TASK DESCRIPTION
Extract the text of every entry below exactly; leave images out.

· · ·

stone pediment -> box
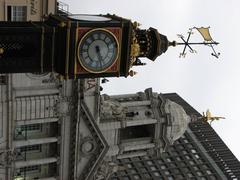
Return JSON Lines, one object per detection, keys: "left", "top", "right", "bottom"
{"left": 75, "top": 101, "right": 109, "bottom": 180}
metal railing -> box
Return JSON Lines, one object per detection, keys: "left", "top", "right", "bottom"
{"left": 57, "top": 1, "right": 71, "bottom": 15}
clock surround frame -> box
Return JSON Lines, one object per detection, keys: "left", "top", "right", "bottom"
{"left": 77, "top": 28, "right": 121, "bottom": 74}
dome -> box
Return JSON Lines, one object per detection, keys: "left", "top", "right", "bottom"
{"left": 164, "top": 99, "right": 191, "bottom": 144}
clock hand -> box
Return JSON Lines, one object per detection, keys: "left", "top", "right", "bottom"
{"left": 95, "top": 45, "right": 103, "bottom": 68}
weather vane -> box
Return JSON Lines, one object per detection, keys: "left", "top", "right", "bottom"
{"left": 175, "top": 27, "right": 220, "bottom": 59}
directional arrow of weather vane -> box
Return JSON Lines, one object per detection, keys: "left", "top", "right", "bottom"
{"left": 176, "top": 27, "right": 220, "bottom": 58}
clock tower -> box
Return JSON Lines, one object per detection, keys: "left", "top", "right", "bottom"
{"left": 0, "top": 14, "right": 175, "bottom": 79}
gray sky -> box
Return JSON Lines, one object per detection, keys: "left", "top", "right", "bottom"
{"left": 62, "top": 0, "right": 240, "bottom": 160}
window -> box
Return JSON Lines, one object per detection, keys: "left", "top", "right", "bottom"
{"left": 206, "top": 170, "right": 212, "bottom": 175}
{"left": 20, "top": 145, "right": 42, "bottom": 153}
{"left": 193, "top": 166, "right": 199, "bottom": 171}
{"left": 189, "top": 160, "right": 195, "bottom": 165}
{"left": 140, "top": 167, "right": 147, "bottom": 173}
{"left": 202, "top": 165, "right": 209, "bottom": 169}
{"left": 157, "top": 160, "right": 163, "bottom": 164}
{"left": 187, "top": 173, "right": 193, "bottom": 178}
{"left": 143, "top": 173, "right": 151, "bottom": 179}
{"left": 20, "top": 124, "right": 42, "bottom": 131}
{"left": 191, "top": 149, "right": 197, "bottom": 153}
{"left": 182, "top": 168, "right": 190, "bottom": 172}
{"left": 169, "top": 163, "right": 177, "bottom": 168}
{"left": 166, "top": 158, "right": 172, "bottom": 162}
{"left": 179, "top": 162, "right": 186, "bottom": 167}
{"left": 20, "top": 165, "right": 40, "bottom": 174}
{"left": 136, "top": 162, "right": 143, "bottom": 167}
{"left": 187, "top": 144, "right": 193, "bottom": 148}
{"left": 0, "top": 75, "right": 7, "bottom": 85}
{"left": 120, "top": 124, "right": 154, "bottom": 141}
{"left": 164, "top": 171, "right": 170, "bottom": 175}
{"left": 130, "top": 169, "right": 137, "bottom": 173}
{"left": 209, "top": 175, "right": 217, "bottom": 180}
{"left": 126, "top": 163, "right": 133, "bottom": 168}
{"left": 15, "top": 124, "right": 42, "bottom": 139}
{"left": 176, "top": 157, "right": 182, "bottom": 161}
{"left": 176, "top": 174, "right": 184, "bottom": 179}
{"left": 177, "top": 145, "right": 184, "bottom": 150}
{"left": 7, "top": 6, "right": 27, "bottom": 22}
{"left": 197, "top": 171, "right": 203, "bottom": 176}
{"left": 182, "top": 150, "right": 187, "bottom": 155}
{"left": 147, "top": 160, "right": 153, "bottom": 165}
{"left": 160, "top": 165, "right": 166, "bottom": 170}
{"left": 185, "top": 155, "right": 191, "bottom": 160}
{"left": 132, "top": 157, "right": 141, "bottom": 161}
{"left": 133, "top": 175, "right": 140, "bottom": 179}
{"left": 150, "top": 166, "right": 157, "bottom": 171}
{"left": 172, "top": 169, "right": 180, "bottom": 174}
{"left": 195, "top": 154, "right": 200, "bottom": 159}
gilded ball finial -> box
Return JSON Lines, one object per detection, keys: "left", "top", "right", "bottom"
{"left": 58, "top": 22, "right": 66, "bottom": 27}
{"left": 133, "top": 21, "right": 141, "bottom": 28}
{"left": 0, "top": 48, "right": 4, "bottom": 54}
{"left": 129, "top": 70, "right": 137, "bottom": 77}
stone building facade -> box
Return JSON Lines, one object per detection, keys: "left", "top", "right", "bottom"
{"left": 1, "top": 72, "right": 239, "bottom": 180}
{"left": 0, "top": 1, "right": 65, "bottom": 179}
{"left": 1, "top": 1, "right": 240, "bottom": 180}
{"left": 0, "top": 66, "right": 196, "bottom": 180}
{"left": 111, "top": 93, "right": 240, "bottom": 180}
{"left": 0, "top": 72, "right": 73, "bottom": 179}
{"left": 99, "top": 88, "right": 192, "bottom": 161}
{"left": 0, "top": 0, "right": 57, "bottom": 21}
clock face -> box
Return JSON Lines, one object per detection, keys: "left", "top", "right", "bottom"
{"left": 78, "top": 29, "right": 119, "bottom": 73}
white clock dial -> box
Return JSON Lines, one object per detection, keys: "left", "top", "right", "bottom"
{"left": 78, "top": 29, "right": 119, "bottom": 73}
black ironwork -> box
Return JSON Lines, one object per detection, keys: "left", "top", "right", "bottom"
{"left": 57, "top": 1, "right": 71, "bottom": 15}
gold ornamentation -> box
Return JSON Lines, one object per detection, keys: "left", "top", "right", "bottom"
{"left": 130, "top": 21, "right": 141, "bottom": 66}
{"left": 133, "top": 21, "right": 141, "bottom": 29}
{"left": 128, "top": 21, "right": 142, "bottom": 76}
{"left": 0, "top": 48, "right": 4, "bottom": 54}
{"left": 130, "top": 39, "right": 140, "bottom": 57}
{"left": 58, "top": 22, "right": 66, "bottom": 27}
{"left": 128, "top": 70, "right": 137, "bottom": 77}
{"left": 201, "top": 109, "right": 225, "bottom": 124}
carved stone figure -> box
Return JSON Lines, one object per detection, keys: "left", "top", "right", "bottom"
{"left": 100, "top": 95, "right": 128, "bottom": 119}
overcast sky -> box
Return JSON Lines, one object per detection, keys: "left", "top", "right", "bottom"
{"left": 62, "top": 0, "right": 240, "bottom": 160}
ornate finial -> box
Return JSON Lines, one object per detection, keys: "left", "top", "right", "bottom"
{"left": 0, "top": 48, "right": 4, "bottom": 54}
{"left": 168, "top": 41, "right": 177, "bottom": 47}
{"left": 58, "top": 21, "right": 66, "bottom": 27}
{"left": 101, "top": 78, "right": 109, "bottom": 84}
{"left": 200, "top": 109, "right": 225, "bottom": 124}
{"left": 128, "top": 70, "right": 137, "bottom": 77}
{"left": 133, "top": 21, "right": 141, "bottom": 29}
{"left": 133, "top": 58, "right": 146, "bottom": 66}
{"left": 176, "top": 27, "right": 220, "bottom": 59}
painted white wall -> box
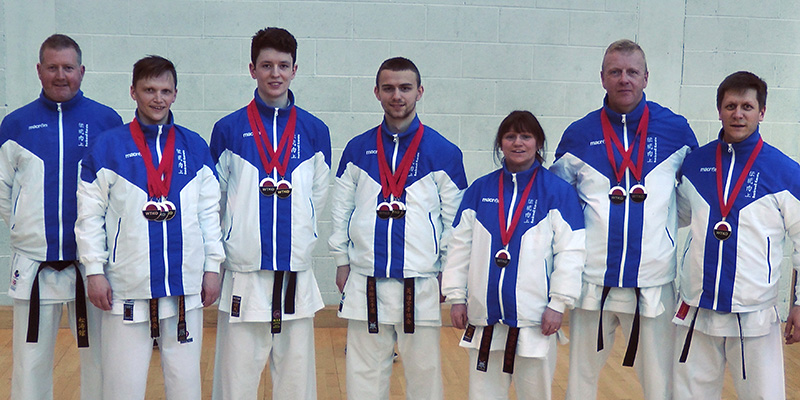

· · ·

EXERCISE OUTPUT
stone pediment -> box
Return JSON Lines, one object per detection, keys: "left", "top", "right", "bottom"
{"left": 75, "top": 101, "right": 109, "bottom": 180}
metal railing -> box
Return JSON Lines, one object per detection, keys: "left", "top", "right", "bottom"
{"left": 57, "top": 1, "right": 71, "bottom": 15}
clock surround frame -> box
Return JSON Lines, one object per detection, keys: "left", "top", "right", "bottom"
{"left": 77, "top": 28, "right": 121, "bottom": 74}
dome -> box
Return JSON Lines, one object per detection, keys: "left", "top", "right", "bottom"
{"left": 164, "top": 99, "right": 191, "bottom": 144}
clock hand -> box
Return JSON Lines, one object per detection, keys: "left", "top", "right", "bottom"
{"left": 95, "top": 45, "right": 103, "bottom": 68}
weather vane -> box
Return JSON Lines, one object per detection, keys: "left", "top", "right", "bottom"
{"left": 175, "top": 27, "right": 220, "bottom": 59}
directional arrow of weather vane -> box
Return JSON Lines, one object per detection, keys: "left", "top", "right", "bottom"
{"left": 176, "top": 27, "right": 220, "bottom": 58}
clock tower -> box
Return JSON Lines, one object per detection, keys: "left", "top", "right", "bottom"
{"left": 0, "top": 14, "right": 175, "bottom": 79}
gray sky -> box
Return JSON Lines, one object per detection, keys: "left", "top", "right", "bottom"
{"left": 62, "top": 0, "right": 240, "bottom": 160}
window -> box
Return JSON Lines, one object per detection, keys: "left", "top", "right", "bottom"
{"left": 206, "top": 170, "right": 212, "bottom": 175}
{"left": 20, "top": 145, "right": 42, "bottom": 153}
{"left": 193, "top": 166, "right": 199, "bottom": 171}
{"left": 189, "top": 160, "right": 195, "bottom": 165}
{"left": 140, "top": 167, "right": 147, "bottom": 173}
{"left": 202, "top": 165, "right": 209, "bottom": 169}
{"left": 157, "top": 160, "right": 163, "bottom": 164}
{"left": 187, "top": 173, "right": 193, "bottom": 178}
{"left": 143, "top": 173, "right": 151, "bottom": 179}
{"left": 20, "top": 124, "right": 42, "bottom": 131}
{"left": 191, "top": 149, "right": 197, "bottom": 153}
{"left": 182, "top": 168, "right": 190, "bottom": 172}
{"left": 169, "top": 163, "right": 177, "bottom": 168}
{"left": 166, "top": 158, "right": 172, "bottom": 162}
{"left": 179, "top": 162, "right": 186, "bottom": 167}
{"left": 20, "top": 165, "right": 40, "bottom": 174}
{"left": 136, "top": 162, "right": 143, "bottom": 167}
{"left": 187, "top": 144, "right": 193, "bottom": 148}
{"left": 0, "top": 75, "right": 7, "bottom": 85}
{"left": 120, "top": 124, "right": 154, "bottom": 141}
{"left": 164, "top": 171, "right": 170, "bottom": 175}
{"left": 130, "top": 169, "right": 137, "bottom": 173}
{"left": 209, "top": 175, "right": 217, "bottom": 180}
{"left": 126, "top": 163, "right": 133, "bottom": 168}
{"left": 15, "top": 124, "right": 42, "bottom": 139}
{"left": 176, "top": 157, "right": 182, "bottom": 161}
{"left": 176, "top": 174, "right": 184, "bottom": 179}
{"left": 177, "top": 145, "right": 184, "bottom": 150}
{"left": 7, "top": 6, "right": 27, "bottom": 22}
{"left": 197, "top": 171, "right": 203, "bottom": 176}
{"left": 182, "top": 150, "right": 187, "bottom": 155}
{"left": 147, "top": 160, "right": 153, "bottom": 165}
{"left": 160, "top": 165, "right": 166, "bottom": 170}
{"left": 185, "top": 155, "right": 191, "bottom": 160}
{"left": 132, "top": 157, "right": 141, "bottom": 161}
{"left": 133, "top": 175, "right": 140, "bottom": 179}
{"left": 150, "top": 166, "right": 157, "bottom": 171}
{"left": 172, "top": 169, "right": 180, "bottom": 174}
{"left": 195, "top": 154, "right": 200, "bottom": 159}
gilded ball finial -> box
Return JSON Lines, one object per detection, keys: "left", "top", "right", "bottom"
{"left": 58, "top": 22, "right": 66, "bottom": 27}
{"left": 133, "top": 21, "right": 141, "bottom": 28}
{"left": 0, "top": 48, "right": 4, "bottom": 54}
{"left": 129, "top": 70, "right": 137, "bottom": 77}
stone building facade -> box
Return JSON Lines, one object per detection, keys: "left", "top", "right", "bottom"
{"left": 1, "top": 72, "right": 239, "bottom": 180}
{"left": 0, "top": 1, "right": 65, "bottom": 179}
{"left": 1, "top": 1, "right": 240, "bottom": 180}
{"left": 0, "top": 66, "right": 196, "bottom": 180}
{"left": 111, "top": 93, "right": 240, "bottom": 180}
{"left": 0, "top": 72, "right": 73, "bottom": 179}
{"left": 99, "top": 88, "right": 192, "bottom": 161}
{"left": 0, "top": 0, "right": 57, "bottom": 21}
clock face -> box
Return JSON Lines, one object per detection, keys: "left", "top", "right", "bottom"
{"left": 78, "top": 29, "right": 119, "bottom": 73}
white clock dial -> box
Return JSON Lines, one object per detection, keys: "left", "top", "right", "bottom"
{"left": 78, "top": 29, "right": 119, "bottom": 73}
black ironwork -> box
Return JSON Lines, one object per detection, keys: "left", "top", "right", "bottom"
{"left": 57, "top": 1, "right": 71, "bottom": 15}
gold ornamentation -> box
Return JSON Lines, one object per detection, keys: "left", "top", "right", "bottom"
{"left": 130, "top": 21, "right": 141, "bottom": 66}
{"left": 133, "top": 21, "right": 141, "bottom": 29}
{"left": 128, "top": 21, "right": 142, "bottom": 76}
{"left": 0, "top": 48, "right": 4, "bottom": 54}
{"left": 130, "top": 39, "right": 140, "bottom": 57}
{"left": 58, "top": 22, "right": 66, "bottom": 27}
{"left": 128, "top": 70, "right": 137, "bottom": 77}
{"left": 201, "top": 109, "right": 225, "bottom": 124}
carved stone figure -> box
Return JSON Lines, one object per detection, keys: "left", "top", "right", "bottom"
{"left": 100, "top": 95, "right": 128, "bottom": 119}
overcast sky -> box
Return JSON Lines, one object per detection, keys: "left", "top", "right", "bottom"
{"left": 62, "top": 0, "right": 240, "bottom": 160}
ornate finial -> box
Return JSON Lines, one object per detection, keys: "left", "top", "right", "bottom"
{"left": 0, "top": 48, "right": 4, "bottom": 54}
{"left": 168, "top": 41, "right": 177, "bottom": 47}
{"left": 58, "top": 21, "right": 66, "bottom": 27}
{"left": 101, "top": 78, "right": 109, "bottom": 84}
{"left": 200, "top": 109, "right": 225, "bottom": 124}
{"left": 128, "top": 70, "right": 137, "bottom": 77}
{"left": 133, "top": 21, "right": 141, "bottom": 29}
{"left": 133, "top": 58, "right": 146, "bottom": 66}
{"left": 176, "top": 27, "right": 220, "bottom": 59}
painted white wall -> box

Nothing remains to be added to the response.